> [AIM OF THE TASK]: Retype every line of the data below exactly as it appears, leaving out the pictures.
# RAW RECORDS start
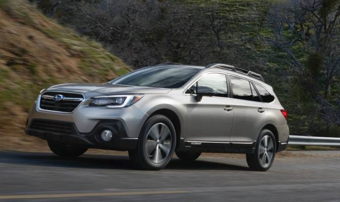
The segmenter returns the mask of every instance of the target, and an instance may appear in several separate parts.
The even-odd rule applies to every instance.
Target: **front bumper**
[[[70,129],[64,131],[65,128]],[[111,140],[105,142],[101,139],[100,135],[104,130],[110,130],[113,132]],[[84,133],[80,132],[75,125],[71,122],[33,119],[27,126],[25,132],[27,135],[48,141],[120,151],[136,149],[138,141],[137,138],[128,137],[122,123],[115,120],[102,120],[92,131]]]
[[[81,134],[89,134],[103,120],[120,122],[128,137],[138,137],[147,114],[135,105],[127,107],[110,108],[106,107],[89,106],[92,100],[88,99],[69,113],[41,110],[36,101],[32,106],[28,120],[32,124],[34,119],[72,123]]]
# RAW RECORDS end
> [FINAL RESULT]:
The segmenter returns the mask of every instance of the target, and an instance may appear in several separate parts.
The even-odd rule applies to every instance.
Target: **front bumper**
[[[70,129],[64,131],[65,128]],[[111,140],[105,142],[101,139],[100,135],[104,130],[110,130],[113,132]],[[84,133],[80,132],[75,125],[71,122],[33,119],[27,126],[25,132],[27,135],[48,141],[120,151],[136,149],[138,141],[137,138],[128,137],[122,123],[115,120],[102,120],[92,131]]]
[[[81,134],[89,134],[103,120],[120,122],[128,137],[138,137],[147,114],[135,105],[127,107],[110,108],[106,107],[89,106],[92,100],[88,99],[69,113],[41,110],[36,101],[32,106],[28,120],[32,124],[34,119],[72,123]]]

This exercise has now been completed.